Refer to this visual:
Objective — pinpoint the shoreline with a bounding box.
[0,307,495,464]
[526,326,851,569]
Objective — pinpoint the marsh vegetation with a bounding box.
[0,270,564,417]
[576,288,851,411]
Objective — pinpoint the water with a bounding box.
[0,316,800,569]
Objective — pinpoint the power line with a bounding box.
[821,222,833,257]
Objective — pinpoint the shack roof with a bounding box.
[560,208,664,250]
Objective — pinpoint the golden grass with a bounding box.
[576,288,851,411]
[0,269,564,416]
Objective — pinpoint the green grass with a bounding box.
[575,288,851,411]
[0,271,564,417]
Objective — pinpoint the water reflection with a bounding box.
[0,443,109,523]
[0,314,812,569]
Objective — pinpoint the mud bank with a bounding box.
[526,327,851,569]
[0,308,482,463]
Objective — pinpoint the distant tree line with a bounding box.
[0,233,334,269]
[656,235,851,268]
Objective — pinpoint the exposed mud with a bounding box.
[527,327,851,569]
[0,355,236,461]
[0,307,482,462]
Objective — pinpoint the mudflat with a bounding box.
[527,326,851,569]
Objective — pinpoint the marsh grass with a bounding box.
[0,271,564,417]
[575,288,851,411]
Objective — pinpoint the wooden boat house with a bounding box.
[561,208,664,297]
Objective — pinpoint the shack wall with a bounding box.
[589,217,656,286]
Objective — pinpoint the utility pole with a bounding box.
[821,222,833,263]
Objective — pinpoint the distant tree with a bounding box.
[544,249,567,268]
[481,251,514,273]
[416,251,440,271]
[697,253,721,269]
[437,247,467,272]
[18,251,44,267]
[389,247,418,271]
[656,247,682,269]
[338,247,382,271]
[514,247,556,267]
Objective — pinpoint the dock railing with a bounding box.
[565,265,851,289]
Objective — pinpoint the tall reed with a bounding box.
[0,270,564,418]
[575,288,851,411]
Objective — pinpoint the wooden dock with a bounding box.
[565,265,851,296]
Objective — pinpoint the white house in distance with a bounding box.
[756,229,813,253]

******************************

**What is needed**
Convert every line of the records above into a JSON array of strings, one string per line, with blank lines omitted.

**Task response**
[
  "Refer to this visual:",
  "Objective — pinpoint the shoreline with a bounding box.",
  "[0,307,495,464]",
  "[526,326,851,569]",
  "Objective — pinpoint the marsh vegetation with a bounding box.",
  "[0,270,564,417]",
  "[576,288,851,411]",
  "Objective — pinpoint the water with a bounding box.",
  "[0,316,800,569]",
  "Objective — pinpoint the power line with a bounding box.",
  "[821,222,833,257]",
  "Objective — pinpoint the shack roof with a bounding box.",
  "[560,208,664,250]",
  "Objective — pinpoint the golden grass with a bounding box.",
  "[576,288,851,411]",
  "[0,269,564,416]",
  "Objective — pinpoint the green grass with a bounding box.",
  "[575,288,851,411]",
  "[0,271,564,417]",
  "Objective — pinpoint the water reflection with a bounding box.",
  "[0,443,109,523]",
  "[0,314,812,569]",
  "Objective — pinpoint the mud bank with a bounding box.",
  "[526,327,851,569]",
  "[0,308,482,463]",
  "Objective — pinpoint the distant tree line with a bounding box.",
  "[0,233,334,269]",
  "[656,235,851,268]",
  "Objective — pinpoint the exposed mud with a bounding box.",
  "[527,327,851,569]",
  "[0,355,236,461]",
  "[0,307,482,462]",
  "Objective — pinpoint the mudflat with a bounding box.",
  "[527,326,851,569]",
  "Objective — pinpoint the marsh grass with a bounding box.",
  "[0,271,564,417]",
  "[575,288,851,411]",
  "Objective — pinpoint the wooden boat house with a bounding box.",
  "[561,208,664,297]",
  "Objective — pinpoint the shack wall with a bounding box.",
  "[589,217,656,286]",
  "Objective — pinpoint the utility pole with a bounding box.",
  "[821,222,833,263]",
  "Objective — pinpoint the distant tree with a bounding box.",
  "[544,249,567,268]",
  "[481,251,514,273]",
  "[416,251,440,271]",
  "[697,253,721,269]",
  "[437,247,467,272]",
  "[18,251,44,267]",
  "[389,247,418,271]",
  "[656,247,682,269]",
  "[338,247,382,271]",
  "[514,247,556,267]",
  "Objective — pinpoint the dock railing with a bounding box.",
  "[565,265,851,289]",
  "Objective — pinpoint the tall reed with a bounding box.",
  "[0,270,564,418]",
  "[575,288,851,411]",
  "Objective — pinpoint the wooden dock with a bounding box.",
  "[565,265,851,296]",
  "Objective — pinpoint the white house in distance with a bounding box.",
  "[756,229,813,253]"
]